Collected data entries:
=====
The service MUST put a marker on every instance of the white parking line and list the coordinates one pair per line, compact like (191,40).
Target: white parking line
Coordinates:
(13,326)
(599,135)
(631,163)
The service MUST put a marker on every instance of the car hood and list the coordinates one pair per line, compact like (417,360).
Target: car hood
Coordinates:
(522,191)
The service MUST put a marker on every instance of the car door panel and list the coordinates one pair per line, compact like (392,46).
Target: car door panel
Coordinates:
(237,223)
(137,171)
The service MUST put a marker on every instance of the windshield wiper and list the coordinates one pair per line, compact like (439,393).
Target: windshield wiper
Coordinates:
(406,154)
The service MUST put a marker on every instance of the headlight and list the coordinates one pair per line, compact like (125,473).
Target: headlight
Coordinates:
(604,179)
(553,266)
=====
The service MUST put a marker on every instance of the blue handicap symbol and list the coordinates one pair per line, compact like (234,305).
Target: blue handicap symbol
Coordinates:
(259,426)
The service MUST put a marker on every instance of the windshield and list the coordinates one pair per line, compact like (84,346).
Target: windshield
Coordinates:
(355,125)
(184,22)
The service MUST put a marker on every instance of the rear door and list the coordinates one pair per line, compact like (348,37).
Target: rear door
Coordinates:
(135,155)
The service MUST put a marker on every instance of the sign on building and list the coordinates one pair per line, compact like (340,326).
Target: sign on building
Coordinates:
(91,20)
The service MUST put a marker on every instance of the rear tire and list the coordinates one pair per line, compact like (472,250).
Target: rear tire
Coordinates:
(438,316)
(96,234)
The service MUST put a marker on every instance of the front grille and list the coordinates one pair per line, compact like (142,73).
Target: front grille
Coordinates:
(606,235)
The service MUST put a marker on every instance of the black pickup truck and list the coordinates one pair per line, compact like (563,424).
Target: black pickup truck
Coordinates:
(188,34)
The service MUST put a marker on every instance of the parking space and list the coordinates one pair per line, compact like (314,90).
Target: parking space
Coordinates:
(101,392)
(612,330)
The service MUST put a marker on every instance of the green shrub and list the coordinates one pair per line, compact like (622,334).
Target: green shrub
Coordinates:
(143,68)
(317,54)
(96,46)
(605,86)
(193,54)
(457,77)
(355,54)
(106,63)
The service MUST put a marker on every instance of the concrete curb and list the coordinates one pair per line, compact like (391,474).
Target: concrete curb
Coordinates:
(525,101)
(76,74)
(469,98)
=====
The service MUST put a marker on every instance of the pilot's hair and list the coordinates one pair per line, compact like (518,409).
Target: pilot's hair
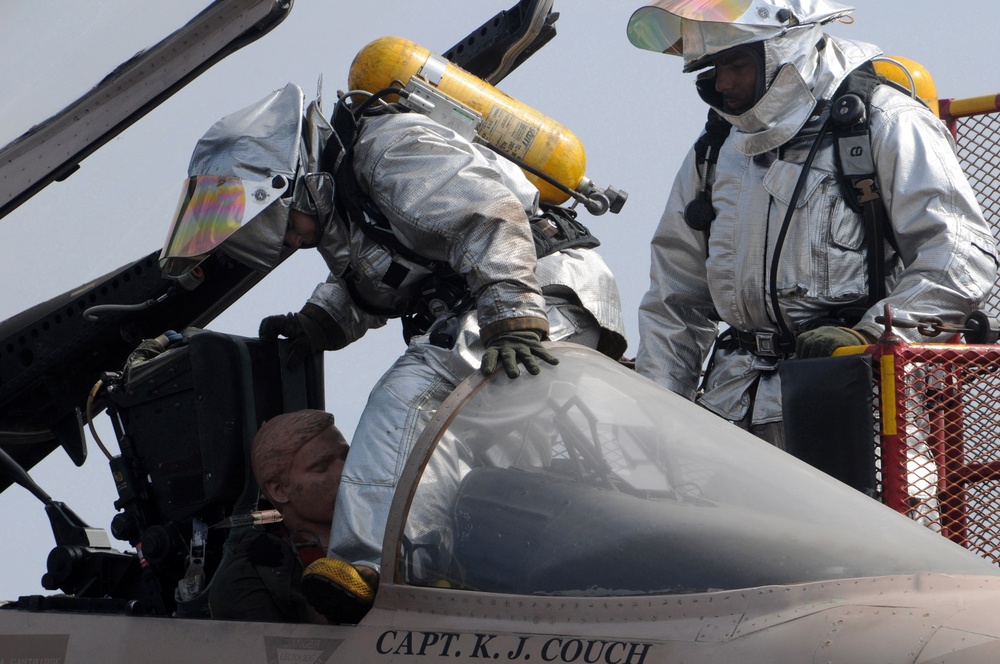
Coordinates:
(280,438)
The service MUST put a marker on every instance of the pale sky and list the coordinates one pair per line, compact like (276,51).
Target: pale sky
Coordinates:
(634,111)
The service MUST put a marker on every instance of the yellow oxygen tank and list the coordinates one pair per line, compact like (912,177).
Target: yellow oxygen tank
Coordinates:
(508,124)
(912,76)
=====
▸ **The exercise**
How many lines in the records above contain the string "pickup"? Reply with the number only.

▸ **Result of the exercise**
2